What you need to do | Return only the lines of the listing below that run from the line with "door, that would help a great deal." through the line with "bar, that would help a great deal.", both ends included, exactly as written.

-------------------------

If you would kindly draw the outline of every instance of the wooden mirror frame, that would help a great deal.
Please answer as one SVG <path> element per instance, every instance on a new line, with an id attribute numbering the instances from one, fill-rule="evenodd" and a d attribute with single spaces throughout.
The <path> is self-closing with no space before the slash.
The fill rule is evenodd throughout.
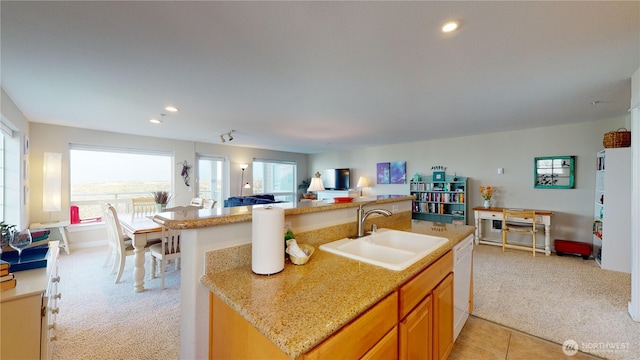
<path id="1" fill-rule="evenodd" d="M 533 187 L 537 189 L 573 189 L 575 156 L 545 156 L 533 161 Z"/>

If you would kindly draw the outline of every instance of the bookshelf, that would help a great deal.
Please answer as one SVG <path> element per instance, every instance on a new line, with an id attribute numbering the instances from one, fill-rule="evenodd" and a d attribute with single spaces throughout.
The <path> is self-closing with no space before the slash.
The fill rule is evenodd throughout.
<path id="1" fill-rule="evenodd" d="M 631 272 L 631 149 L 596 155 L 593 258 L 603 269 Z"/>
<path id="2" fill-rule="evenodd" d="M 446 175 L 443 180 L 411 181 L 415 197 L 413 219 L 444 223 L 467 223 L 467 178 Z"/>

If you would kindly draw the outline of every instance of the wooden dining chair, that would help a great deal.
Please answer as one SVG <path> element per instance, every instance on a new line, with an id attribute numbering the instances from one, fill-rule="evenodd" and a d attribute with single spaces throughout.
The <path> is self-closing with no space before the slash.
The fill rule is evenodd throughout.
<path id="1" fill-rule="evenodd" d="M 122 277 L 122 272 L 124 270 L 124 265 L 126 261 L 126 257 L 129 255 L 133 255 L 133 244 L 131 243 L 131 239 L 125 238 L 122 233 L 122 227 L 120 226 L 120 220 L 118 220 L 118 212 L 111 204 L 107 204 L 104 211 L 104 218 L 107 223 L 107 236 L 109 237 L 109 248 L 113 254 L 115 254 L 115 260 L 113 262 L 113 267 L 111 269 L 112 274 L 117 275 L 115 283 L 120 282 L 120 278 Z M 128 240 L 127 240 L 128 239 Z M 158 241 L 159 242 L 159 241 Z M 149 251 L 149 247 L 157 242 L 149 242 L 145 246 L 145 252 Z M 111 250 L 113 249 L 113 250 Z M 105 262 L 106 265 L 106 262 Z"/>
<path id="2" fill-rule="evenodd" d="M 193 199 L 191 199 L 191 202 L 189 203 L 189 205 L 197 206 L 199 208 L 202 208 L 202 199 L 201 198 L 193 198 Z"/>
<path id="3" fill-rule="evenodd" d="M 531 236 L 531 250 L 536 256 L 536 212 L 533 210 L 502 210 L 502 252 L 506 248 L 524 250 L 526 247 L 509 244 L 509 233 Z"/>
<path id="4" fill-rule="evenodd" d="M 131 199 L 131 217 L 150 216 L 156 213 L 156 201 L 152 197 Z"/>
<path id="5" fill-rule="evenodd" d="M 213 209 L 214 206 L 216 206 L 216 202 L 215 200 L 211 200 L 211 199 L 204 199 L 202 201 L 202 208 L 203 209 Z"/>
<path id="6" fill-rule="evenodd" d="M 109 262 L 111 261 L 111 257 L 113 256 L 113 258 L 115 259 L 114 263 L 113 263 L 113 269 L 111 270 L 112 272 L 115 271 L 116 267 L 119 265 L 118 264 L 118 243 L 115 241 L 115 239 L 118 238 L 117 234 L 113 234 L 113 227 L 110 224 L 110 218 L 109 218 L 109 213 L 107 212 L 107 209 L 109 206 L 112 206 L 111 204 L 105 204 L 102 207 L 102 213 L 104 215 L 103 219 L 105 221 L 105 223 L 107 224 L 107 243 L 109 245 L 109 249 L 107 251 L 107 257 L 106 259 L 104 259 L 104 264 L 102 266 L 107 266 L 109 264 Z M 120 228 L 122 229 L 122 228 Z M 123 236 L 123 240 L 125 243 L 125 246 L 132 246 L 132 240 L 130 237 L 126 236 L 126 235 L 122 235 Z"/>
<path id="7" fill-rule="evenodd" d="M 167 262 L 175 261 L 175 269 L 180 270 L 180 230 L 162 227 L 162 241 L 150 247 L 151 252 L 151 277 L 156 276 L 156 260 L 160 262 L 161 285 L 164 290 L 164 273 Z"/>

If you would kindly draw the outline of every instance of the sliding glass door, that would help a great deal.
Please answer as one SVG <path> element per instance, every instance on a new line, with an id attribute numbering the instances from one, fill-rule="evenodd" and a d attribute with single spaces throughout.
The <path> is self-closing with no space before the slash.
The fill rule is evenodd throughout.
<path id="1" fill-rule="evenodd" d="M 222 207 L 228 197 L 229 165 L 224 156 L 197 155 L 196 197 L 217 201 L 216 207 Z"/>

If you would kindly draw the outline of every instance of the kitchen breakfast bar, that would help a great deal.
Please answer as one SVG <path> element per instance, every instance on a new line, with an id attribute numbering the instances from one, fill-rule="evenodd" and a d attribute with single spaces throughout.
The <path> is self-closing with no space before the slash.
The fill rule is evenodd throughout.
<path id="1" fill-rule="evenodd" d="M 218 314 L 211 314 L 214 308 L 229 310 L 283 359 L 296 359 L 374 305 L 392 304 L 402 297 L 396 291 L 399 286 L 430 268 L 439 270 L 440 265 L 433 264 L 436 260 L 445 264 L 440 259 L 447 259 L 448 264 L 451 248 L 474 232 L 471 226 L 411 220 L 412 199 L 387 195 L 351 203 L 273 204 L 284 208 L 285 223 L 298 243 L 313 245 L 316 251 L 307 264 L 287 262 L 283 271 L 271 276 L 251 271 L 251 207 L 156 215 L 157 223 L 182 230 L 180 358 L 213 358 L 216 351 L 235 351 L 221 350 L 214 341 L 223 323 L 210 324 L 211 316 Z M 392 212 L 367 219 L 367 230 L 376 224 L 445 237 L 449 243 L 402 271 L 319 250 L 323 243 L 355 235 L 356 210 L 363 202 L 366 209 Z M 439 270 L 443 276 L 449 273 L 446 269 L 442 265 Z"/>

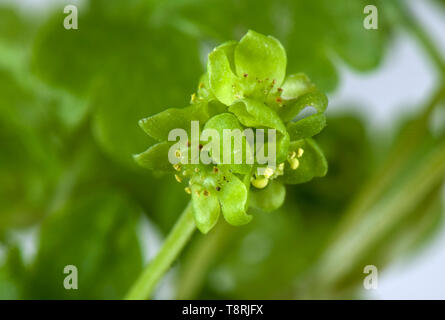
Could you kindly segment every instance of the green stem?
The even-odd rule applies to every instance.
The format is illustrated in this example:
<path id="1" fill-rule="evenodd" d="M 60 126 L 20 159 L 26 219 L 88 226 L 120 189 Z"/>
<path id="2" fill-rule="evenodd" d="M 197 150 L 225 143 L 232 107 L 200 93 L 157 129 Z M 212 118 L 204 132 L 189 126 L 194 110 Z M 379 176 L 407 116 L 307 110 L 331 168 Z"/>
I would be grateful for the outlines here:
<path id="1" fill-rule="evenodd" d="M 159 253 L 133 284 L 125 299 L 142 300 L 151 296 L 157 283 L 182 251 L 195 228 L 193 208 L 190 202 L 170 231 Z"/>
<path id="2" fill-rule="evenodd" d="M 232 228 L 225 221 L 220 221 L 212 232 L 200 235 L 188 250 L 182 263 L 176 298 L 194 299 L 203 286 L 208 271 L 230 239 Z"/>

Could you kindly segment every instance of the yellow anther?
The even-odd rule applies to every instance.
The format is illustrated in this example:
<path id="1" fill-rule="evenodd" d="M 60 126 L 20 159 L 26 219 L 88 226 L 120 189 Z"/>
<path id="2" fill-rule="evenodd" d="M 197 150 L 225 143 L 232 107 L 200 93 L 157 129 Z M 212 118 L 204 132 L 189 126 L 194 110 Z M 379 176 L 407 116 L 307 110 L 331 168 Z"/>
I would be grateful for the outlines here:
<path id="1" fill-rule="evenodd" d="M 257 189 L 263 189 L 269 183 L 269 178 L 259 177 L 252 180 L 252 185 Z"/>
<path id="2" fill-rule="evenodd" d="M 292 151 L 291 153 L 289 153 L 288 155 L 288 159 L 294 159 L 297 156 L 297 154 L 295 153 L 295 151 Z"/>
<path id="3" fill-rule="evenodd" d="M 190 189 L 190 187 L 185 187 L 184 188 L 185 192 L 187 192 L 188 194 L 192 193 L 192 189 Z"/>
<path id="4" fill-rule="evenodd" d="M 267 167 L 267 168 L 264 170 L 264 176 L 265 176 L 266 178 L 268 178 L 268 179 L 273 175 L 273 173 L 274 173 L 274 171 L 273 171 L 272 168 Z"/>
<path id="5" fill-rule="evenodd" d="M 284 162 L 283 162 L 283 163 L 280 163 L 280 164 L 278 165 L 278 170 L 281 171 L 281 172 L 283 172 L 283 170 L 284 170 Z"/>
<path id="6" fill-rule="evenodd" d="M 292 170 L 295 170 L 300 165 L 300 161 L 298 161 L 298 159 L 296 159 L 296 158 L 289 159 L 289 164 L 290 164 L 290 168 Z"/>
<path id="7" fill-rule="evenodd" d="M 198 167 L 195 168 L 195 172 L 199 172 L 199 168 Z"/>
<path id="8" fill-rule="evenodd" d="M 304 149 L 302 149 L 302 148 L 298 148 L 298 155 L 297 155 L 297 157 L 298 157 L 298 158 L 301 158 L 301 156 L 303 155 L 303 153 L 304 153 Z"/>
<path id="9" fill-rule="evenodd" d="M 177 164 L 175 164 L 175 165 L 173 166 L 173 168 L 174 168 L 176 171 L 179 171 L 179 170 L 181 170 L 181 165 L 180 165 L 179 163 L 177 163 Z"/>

-------------------------

Solution |
If you would kindly draw the outline of every instance of the sliding glass door, that would help a great deal.
Please answer as one SVG <path> element per instance, every instance on a new line, with an id attribute numbering the instances from one, fill-rule="evenodd" and a d attribute with single spaces throughout.
The <path> is self-closing with no space before the slash.
The fill rule is evenodd throughout.
<path id="1" fill-rule="evenodd" d="M 222 207 L 228 197 L 229 165 L 224 156 L 197 155 L 196 197 L 217 201 L 216 207 Z"/>

If you would kindly draw the outline of every instance of the kitchen breakfast bar, that would help a great deal.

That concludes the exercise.